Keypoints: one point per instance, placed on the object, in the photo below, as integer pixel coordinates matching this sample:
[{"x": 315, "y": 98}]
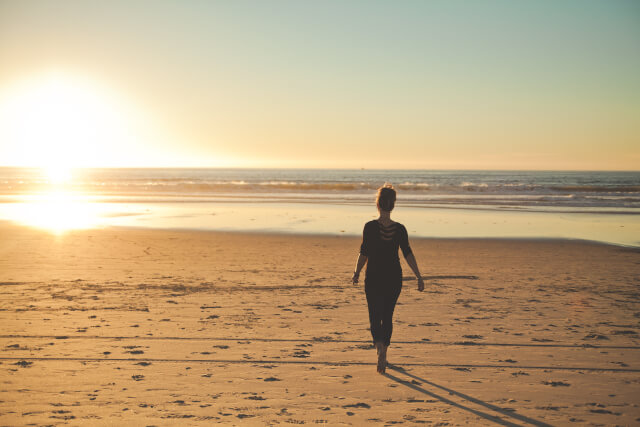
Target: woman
[{"x": 383, "y": 280}]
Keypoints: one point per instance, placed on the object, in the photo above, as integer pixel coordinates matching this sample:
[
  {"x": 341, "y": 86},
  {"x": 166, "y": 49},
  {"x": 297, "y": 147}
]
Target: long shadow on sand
[{"x": 417, "y": 381}]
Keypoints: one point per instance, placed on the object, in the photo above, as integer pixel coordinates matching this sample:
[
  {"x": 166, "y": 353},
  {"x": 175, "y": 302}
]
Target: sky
[{"x": 321, "y": 84}]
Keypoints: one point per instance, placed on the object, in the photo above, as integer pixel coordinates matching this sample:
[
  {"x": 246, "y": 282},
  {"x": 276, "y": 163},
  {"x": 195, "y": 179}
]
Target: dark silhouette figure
[{"x": 381, "y": 239}]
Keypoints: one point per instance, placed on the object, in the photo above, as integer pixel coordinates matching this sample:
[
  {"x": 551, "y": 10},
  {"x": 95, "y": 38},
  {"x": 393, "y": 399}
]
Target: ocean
[{"x": 600, "y": 206}]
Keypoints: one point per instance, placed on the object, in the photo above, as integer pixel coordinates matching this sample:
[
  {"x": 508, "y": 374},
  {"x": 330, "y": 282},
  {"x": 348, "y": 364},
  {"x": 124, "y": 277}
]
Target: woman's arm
[
  {"x": 411, "y": 260},
  {"x": 362, "y": 260}
]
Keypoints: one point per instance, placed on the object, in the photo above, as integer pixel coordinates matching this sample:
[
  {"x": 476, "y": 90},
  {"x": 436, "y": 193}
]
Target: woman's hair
[{"x": 386, "y": 199}]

^^^^

▶ _Requirement_
The records above need to be printed in full and exactly, without any of the pictures.

▶ _The completed task_
Keypoints: one point per instance, placed on the object, in the photo below, as integer pixel coordinates matching this sample:
[{"x": 315, "y": 98}]
Target: woman
[{"x": 383, "y": 280}]
Keypoints: one point per instance, placed on the object, in the photo above, as integer pixel coordinates matching this sample:
[
  {"x": 341, "y": 86},
  {"x": 166, "y": 49},
  {"x": 297, "y": 147}
]
Target: long shadow on sand
[{"x": 417, "y": 381}]
Keypoints: one point per instance, placed on the object, in the photo above, as integer pixel coordinates matching this sample:
[
  {"x": 166, "y": 353},
  {"x": 175, "y": 302}
]
Target: sky
[{"x": 321, "y": 84}]
Keypoints: one point per instance, placed on the object, in the photo above, as integer pixel coordinates matching this sample:
[
  {"x": 246, "y": 282},
  {"x": 276, "y": 163},
  {"x": 195, "y": 179}
]
Target: dark silhouette figure
[{"x": 381, "y": 239}]
Keypoints: one point per instance, placed on the object, in the photo above, as integer pixel coordinates matching this sample:
[
  {"x": 551, "y": 10},
  {"x": 95, "y": 38},
  {"x": 393, "y": 399}
]
Target: ocean
[{"x": 600, "y": 206}]
Keypoints: one point per instance, placed on the object, in the photo above, as integer pixel coordinates matching this sample:
[
  {"x": 508, "y": 374},
  {"x": 330, "y": 282},
  {"x": 348, "y": 364},
  {"x": 124, "y": 277}
]
Target: woman's arm
[
  {"x": 411, "y": 260},
  {"x": 362, "y": 260}
]
Keypoints: one point per instance, placed on the object, in the photo above, as integer pixel coordinates matching this sample:
[
  {"x": 476, "y": 90},
  {"x": 436, "y": 193}
]
Target: woman's hair
[{"x": 386, "y": 199}]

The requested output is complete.